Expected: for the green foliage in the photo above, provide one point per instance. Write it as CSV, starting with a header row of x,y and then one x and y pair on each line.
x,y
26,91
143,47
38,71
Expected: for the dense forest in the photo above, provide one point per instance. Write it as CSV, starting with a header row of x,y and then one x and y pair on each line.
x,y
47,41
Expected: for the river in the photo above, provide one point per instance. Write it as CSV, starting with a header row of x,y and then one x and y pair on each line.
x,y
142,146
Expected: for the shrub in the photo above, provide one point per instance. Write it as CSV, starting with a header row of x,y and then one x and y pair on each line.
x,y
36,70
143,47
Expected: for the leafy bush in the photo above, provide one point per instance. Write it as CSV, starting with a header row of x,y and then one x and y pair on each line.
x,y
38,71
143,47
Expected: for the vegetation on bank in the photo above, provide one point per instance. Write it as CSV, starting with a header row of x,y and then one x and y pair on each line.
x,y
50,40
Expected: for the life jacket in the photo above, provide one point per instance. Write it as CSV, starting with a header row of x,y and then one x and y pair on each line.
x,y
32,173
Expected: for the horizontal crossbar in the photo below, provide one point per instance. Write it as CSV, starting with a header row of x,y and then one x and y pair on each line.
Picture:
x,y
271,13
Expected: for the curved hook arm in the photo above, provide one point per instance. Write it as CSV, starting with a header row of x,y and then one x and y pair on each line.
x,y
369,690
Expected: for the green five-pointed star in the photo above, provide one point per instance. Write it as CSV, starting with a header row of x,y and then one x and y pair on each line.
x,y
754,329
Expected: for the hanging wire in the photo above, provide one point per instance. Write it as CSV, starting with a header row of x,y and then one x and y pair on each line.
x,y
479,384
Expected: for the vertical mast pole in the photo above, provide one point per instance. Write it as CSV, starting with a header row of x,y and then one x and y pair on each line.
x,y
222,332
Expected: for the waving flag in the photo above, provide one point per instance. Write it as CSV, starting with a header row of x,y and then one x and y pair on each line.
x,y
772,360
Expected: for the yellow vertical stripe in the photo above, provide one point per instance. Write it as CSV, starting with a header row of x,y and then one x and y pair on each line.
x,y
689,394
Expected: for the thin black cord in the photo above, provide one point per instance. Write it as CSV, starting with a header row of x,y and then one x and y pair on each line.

• [AIM]
Your task is to repeat each line of the material exactly.

• [OUTPUT FOR THIS EXERCISE]
Expected: for the green foliage in the photo above, provide one point per instance. Write it as CSV, starting with a header row of x,y and then one x and y pair on each line.
x,y
26,91
143,47
38,71
Expected: for the dense forest in the photo above, provide one point per instance. Write it as CSV, starting with a header row of x,y and then one x and y pair on each line.
x,y
47,41
Expected: for the river in the photo above, provide one point per instance. Write it as CSV, starting with a header row of x,y and then one x and y pair on each line.
x,y
142,146
Expected: for the shrub in the photo above, provide one point per instance. Write it as CSV, starting with a header row of x,y and then one x and y pair on each line.
x,y
36,70
143,47
Expected: for the leafy bush in the photo above, provide one point per instance. Write it as CSV, starting with a header row of x,y and then one x and y pair on each line.
x,y
38,71
143,47
Expected: for the vegetation on bank in the photo above, provide one point per instance. Write it as CSV, starting with a header row of x,y and then one x and y pair on each line.
x,y
50,40
Expected: for the life jacket in the photo above, provide one point per instance. Write it as CSV, starting with a header row of x,y and then one x and y pair on each line.
x,y
32,173
Expected: for the horizontal crossbar in the photo below, provide one point per instance. Write it as CSV, starting with a header row of x,y and then one x and y pair on each line.
Picture:
x,y
271,13
Expected: for the curved hook arm in the photo above, provide one point per instance. Write it as CSV, starting with a header row of x,y and then one x and y pair on each line.
x,y
369,690
Expected: for the green five-pointed star in the photo above, provide one point per instance. Write it as CSV, starting with a header row of x,y and then one x and y pair on each line.
x,y
754,329
Expected: for the hanging wire in the photo above, provide one point per instance. Write it as CSV, starting with a header row of x,y and then one x and y pair on each line.
x,y
479,384
Expected: for the vertical mast pole in the photo above, provide one point per instance. Write it as CSV, starting with a header row of x,y and then one x and y pair on each line.
x,y
222,332
Expected: for the waving flag in the photo above, provide one point per instance. Write it as CSV, starting with a header row of x,y and then one x and y pair on each line.
x,y
772,360
Expected: for the yellow vertical stripe in the photo above, provide one point per instance. Write it as CSV, starting with a header row of x,y and then one x and y pair on each line.
x,y
689,394
Expected: for the thin black cord in the photo above, provide one point per instance. Write it as CSV, starting with a header row of x,y and then one x and y pair on each line.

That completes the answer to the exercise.